:: WHAT YOU SHOULD DO ::
Exact copies of all the lines below are needed, without the pictures.

[Start of section]

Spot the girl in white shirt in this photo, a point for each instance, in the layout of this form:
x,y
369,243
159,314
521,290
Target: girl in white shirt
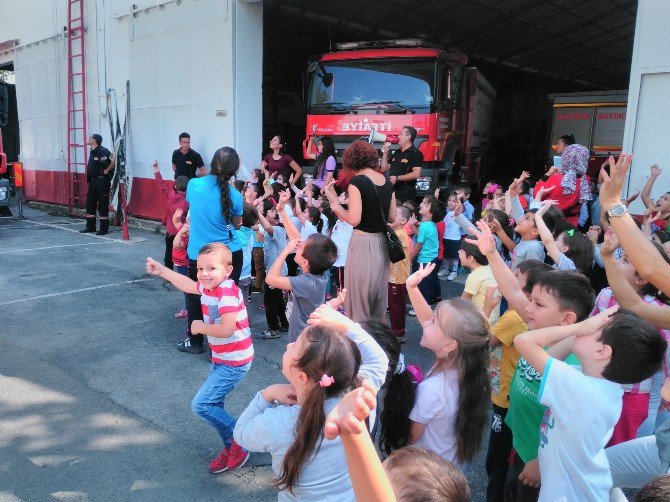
x,y
448,415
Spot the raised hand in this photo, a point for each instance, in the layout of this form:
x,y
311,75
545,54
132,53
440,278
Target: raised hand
x,y
494,225
423,272
338,301
325,315
292,245
546,204
596,323
631,198
610,190
348,417
610,244
543,191
284,197
593,233
329,191
484,241
153,267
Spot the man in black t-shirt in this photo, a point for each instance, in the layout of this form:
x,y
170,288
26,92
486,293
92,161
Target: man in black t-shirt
x,y
187,162
99,176
403,165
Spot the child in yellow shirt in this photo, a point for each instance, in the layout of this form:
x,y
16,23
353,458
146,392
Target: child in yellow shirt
x,y
398,275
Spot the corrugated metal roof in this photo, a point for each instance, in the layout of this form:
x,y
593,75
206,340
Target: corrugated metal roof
x,y
585,42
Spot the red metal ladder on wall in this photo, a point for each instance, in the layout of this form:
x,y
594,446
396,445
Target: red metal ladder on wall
x,y
76,105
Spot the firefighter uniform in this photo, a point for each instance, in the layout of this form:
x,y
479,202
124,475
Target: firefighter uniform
x,y
99,184
402,163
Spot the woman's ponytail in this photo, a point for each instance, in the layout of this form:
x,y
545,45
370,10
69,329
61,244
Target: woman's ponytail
x,y
398,403
331,361
224,166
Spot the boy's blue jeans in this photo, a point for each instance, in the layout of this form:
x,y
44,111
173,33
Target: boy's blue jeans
x,y
209,401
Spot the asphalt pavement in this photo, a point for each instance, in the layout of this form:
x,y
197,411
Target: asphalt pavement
x,y
94,397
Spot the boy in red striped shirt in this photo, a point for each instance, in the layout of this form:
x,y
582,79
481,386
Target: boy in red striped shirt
x,y
226,325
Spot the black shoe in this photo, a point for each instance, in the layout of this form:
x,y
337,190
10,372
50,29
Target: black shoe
x,y
104,227
191,348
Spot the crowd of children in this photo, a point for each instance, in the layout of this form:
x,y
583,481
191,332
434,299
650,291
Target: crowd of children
x,y
569,374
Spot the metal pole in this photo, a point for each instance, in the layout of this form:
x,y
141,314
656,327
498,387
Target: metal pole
x,y
122,193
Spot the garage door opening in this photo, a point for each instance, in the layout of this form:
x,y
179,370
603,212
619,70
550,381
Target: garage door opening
x,y
523,111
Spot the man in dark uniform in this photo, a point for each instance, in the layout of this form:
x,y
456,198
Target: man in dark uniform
x,y
187,162
404,165
99,176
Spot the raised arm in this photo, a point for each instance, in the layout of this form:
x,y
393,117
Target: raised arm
x,y
347,420
507,284
297,172
353,214
159,179
654,173
267,226
291,231
626,296
545,233
274,277
181,282
374,362
532,343
423,311
178,242
647,261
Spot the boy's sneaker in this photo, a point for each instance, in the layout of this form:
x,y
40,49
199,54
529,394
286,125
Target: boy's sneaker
x,y
238,456
268,334
220,463
190,347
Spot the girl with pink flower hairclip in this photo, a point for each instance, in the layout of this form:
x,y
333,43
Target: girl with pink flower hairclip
x,y
329,358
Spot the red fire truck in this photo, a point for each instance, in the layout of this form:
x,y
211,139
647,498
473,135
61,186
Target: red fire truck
x,y
597,121
383,86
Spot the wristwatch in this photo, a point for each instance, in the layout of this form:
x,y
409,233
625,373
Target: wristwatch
x,y
617,210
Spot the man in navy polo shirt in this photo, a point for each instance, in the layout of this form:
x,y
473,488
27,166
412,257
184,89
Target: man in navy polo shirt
x,y
403,165
187,162
98,174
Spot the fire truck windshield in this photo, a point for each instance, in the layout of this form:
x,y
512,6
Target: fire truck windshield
x,y
391,85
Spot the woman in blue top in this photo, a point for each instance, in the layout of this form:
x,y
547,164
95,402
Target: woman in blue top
x,y
215,212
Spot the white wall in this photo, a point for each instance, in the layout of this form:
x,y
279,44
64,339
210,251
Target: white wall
x,y
186,60
648,113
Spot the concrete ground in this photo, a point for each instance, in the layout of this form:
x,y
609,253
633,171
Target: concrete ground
x,y
94,397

[End of section]

:: FINISHED EXERCISE ::
Spot the girl in white shirt in this photo, a point for each instance, in the layout of this form:
x,y
369,243
159,314
521,290
Target: girl in white shirt
x,y
448,415
Spot the raised hand in this photo, a point for each instance, in the layout of this form:
x,y
311,75
545,54
132,53
440,278
Target: raised hand
x,y
494,225
423,272
338,301
325,315
292,245
546,204
596,323
631,198
610,190
348,417
610,244
543,191
284,197
593,233
329,191
484,241
153,267
Spot the man in black t-shirt in this photo, a point for each instance, in the layout of this form:
x,y
170,288
26,92
486,293
92,161
Target: man in black t-shirt
x,y
187,162
99,176
403,165
Spot the child in yellow shirt in this photo, a point for each instance, in the layout of this form:
x,y
16,23
353,458
146,392
Target: child in yellow shirt
x,y
398,275
Spot the corrugated metal roof in this photo, a point for each instance, in the layout of this form:
x,y
593,75
206,340
Target: corrugated metal roof
x,y
585,42
Spot the red metal ladder on wall in this photo, a point for each instance, in the layout of this form:
x,y
594,446
396,445
Target: red metal ladder on wall
x,y
76,105
Spot the firefighter uniform in this photo, a point for each instance, in the layout of this form:
x,y
479,202
124,475
Target: firefighter uniform
x,y
99,184
402,163
Spot the woman's ponytail in this photo, a point for each instance, in the layout of this form:
x,y
545,45
370,10
69,329
61,244
Target: woman's ponytail
x,y
398,403
331,361
224,166
Spot the boy's blue jeans in this photo, a point for each instance, in the layout of this form:
x,y
44,111
173,33
Target: boy's blue jeans
x,y
209,401
Spot the asphalt pavement in this photo, a point for each instance, in the layout of this form:
x,y
197,411
Target: asphalt pavement
x,y
94,397
Spot the boy in red striped shirt in this photo, a point for each instance, in the layout of this form:
x,y
582,79
481,386
Target: boy in red striped shirt
x,y
226,325
Spot the black shoe in this photo, a point for each instance, in the layout of this form:
x,y
337,190
10,372
50,29
Target: black shoe
x,y
104,227
191,348
Spot the crowd of children in this photo, a point for each instance, in the layout of this form:
x,y
583,481
191,332
434,299
650,291
Target: crowd of children
x,y
569,374
Spot the metal pole in this photo, a point for each instance, in the layout of this form:
x,y
141,314
656,327
498,387
Target: metal pole
x,y
122,193
Spot the garage door opening in this photo, a point for each instance, in the layout of this form:
x,y
179,370
603,212
619,70
550,381
Target: garage door opening
x,y
523,111
Spot the man in dark uniform in this photo, a point for each instance, in the layout of this form:
x,y
456,198
Target: man in dark uniform
x,y
187,162
404,165
99,176
Spot the raised arm in this photo, a point for each instance, in the layout of this form:
x,y
393,117
Target: raised arm
x,y
347,420
507,284
297,172
353,214
159,179
654,173
267,226
291,231
626,296
545,233
274,277
181,282
374,362
532,343
423,311
178,242
647,261
Spot the boy's sneaker in this photo, a point for each instance, in the layout of this form:
x,y
40,49
199,54
529,394
286,125
Target: boy's sneaker
x,y
238,456
268,334
220,463
190,347
Spot the girl with pink flower hairclip in this photo, a point for each instance, in the layout of this form:
x,y
333,43
Target: girl with pink flower hairclip
x,y
329,358
Spot the red fire truck in this photo, a point for each instance, in the layout of this form:
x,y
211,139
647,498
473,135
61,186
Target: red fire truck
x,y
597,121
383,86
Spot the wristwatch in this photo, a point for each instance, in the layout of this form:
x,y
409,233
625,373
Target: wristwatch
x,y
617,210
Spot the man in navy polo shirt in this photo, a point for each instance, in the layout of this form:
x,y
473,488
27,166
412,257
184,89
Target: man in navy polo shirt
x,y
403,165
187,162
98,174
Spot the fire truck windshield in this photo, a point for each instance, in the layout of this form:
x,y
512,6
Target: fire truck windshield
x,y
391,85
Spot the woman in blue top in this photo, a point for each instance, in the layout of this form:
x,y
547,164
95,402
Target: woman in blue top
x,y
215,212
Spot the white wall in this photo, a point for each instance, in the layout of this form:
x,y
279,44
64,339
210,251
Target: white wall
x,y
186,60
648,113
Spot the concrete ground in this photo, a point for each instance, in the layout of this form:
x,y
609,253
633,171
Target: concrete ground
x,y
94,397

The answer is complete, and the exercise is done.